Data records:
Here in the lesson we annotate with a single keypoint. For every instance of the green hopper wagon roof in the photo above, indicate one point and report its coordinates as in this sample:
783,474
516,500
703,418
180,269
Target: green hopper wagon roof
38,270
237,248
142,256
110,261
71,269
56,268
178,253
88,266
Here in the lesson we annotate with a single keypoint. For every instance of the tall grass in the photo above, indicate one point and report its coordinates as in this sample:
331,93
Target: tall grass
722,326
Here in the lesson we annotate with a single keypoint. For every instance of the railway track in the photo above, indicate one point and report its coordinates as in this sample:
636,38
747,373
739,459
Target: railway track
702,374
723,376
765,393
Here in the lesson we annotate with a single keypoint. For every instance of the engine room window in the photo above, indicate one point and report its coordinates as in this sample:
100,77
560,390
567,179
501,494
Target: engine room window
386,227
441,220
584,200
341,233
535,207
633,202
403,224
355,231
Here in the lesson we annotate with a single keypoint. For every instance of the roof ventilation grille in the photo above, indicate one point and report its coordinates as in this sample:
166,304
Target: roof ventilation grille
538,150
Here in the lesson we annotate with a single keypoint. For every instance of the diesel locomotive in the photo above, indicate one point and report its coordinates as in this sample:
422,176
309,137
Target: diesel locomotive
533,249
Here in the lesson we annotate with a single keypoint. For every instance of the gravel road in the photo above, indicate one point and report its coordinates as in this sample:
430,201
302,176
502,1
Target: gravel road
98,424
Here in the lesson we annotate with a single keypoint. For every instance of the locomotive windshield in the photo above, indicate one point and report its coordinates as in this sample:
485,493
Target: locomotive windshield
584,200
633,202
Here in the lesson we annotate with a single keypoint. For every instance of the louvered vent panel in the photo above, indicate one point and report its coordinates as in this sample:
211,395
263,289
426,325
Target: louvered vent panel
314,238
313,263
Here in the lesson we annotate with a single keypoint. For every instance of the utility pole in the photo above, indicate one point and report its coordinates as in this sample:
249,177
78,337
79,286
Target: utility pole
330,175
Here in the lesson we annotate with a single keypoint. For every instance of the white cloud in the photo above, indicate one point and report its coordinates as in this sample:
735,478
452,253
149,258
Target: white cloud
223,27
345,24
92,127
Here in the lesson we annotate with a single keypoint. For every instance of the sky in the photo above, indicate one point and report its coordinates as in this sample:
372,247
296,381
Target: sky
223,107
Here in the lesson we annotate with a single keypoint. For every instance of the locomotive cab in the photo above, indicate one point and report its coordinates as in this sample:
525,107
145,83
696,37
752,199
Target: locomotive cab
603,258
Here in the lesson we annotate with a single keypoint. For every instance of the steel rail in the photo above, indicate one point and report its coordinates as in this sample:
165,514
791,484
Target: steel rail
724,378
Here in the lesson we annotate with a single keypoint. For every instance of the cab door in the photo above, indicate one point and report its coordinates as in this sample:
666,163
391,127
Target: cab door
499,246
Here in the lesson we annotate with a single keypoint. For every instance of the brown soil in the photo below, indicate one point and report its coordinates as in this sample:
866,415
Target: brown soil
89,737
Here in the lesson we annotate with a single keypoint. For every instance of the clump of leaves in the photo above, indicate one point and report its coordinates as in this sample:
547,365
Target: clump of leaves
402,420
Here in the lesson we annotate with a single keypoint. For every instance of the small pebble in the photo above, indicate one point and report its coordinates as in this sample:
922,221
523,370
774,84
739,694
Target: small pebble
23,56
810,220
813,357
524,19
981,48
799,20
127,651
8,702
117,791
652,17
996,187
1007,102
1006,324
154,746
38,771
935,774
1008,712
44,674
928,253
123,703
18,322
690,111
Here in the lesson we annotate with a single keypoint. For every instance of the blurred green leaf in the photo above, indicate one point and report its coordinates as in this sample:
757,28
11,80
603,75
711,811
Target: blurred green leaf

Exercise description:
Exact repetition is required for the lines from the one that contains "of the small" through the final line; leave out everything else.

Task output:
Here in the lesson we annotate with a single keypoint. For every instance of the small pebble in the photo above, indicate one point and report its coordinates as in this sample:
922,221
523,370
774,84
739,694
Target: small pebble
23,56
810,220
813,357
524,19
981,48
799,20
127,651
8,702
117,791
652,17
996,187
1007,102
1006,324
154,746
38,771
935,774
1008,712
44,674
928,253
123,703
18,322
690,111
Here in the lesson we annotate with a single keypoint. For every instance of the blurred green leaf in the photo above, indicate one point and report its coordinates as in this sample:
757,28
11,80
603,75
711,811
Target: blurred green leaf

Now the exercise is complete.